Location labeling records:
▼▼▼

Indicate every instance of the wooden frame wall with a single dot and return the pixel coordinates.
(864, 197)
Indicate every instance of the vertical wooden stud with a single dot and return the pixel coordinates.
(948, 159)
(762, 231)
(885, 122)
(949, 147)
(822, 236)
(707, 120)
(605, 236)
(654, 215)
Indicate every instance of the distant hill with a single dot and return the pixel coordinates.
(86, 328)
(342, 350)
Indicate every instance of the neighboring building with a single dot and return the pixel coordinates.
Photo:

▲▲▲

» Problem description: Can you lay out the lines above as a numbered list, leaving out any blank lines?

» Exercise response:
1. Indicate every instance of the wooden frame wall with a single dot and return the pixel coordinates.
2. (864, 197)
3. Indicate every instance of the vertical wooden stud with a single dot and return the pixel coordinates.
4. (948, 159)
5. (762, 231)
6. (885, 122)
7. (949, 147)
8. (822, 236)
9. (707, 120)
10. (605, 236)
11. (654, 215)
12. Indicate every instance of the distant hill with a single dot and return the pixel coordinates.
13. (86, 328)
14. (342, 350)
15. Indicate every instance of the neighboring building with a single dot and return the pixel coordinates.
16. Photo:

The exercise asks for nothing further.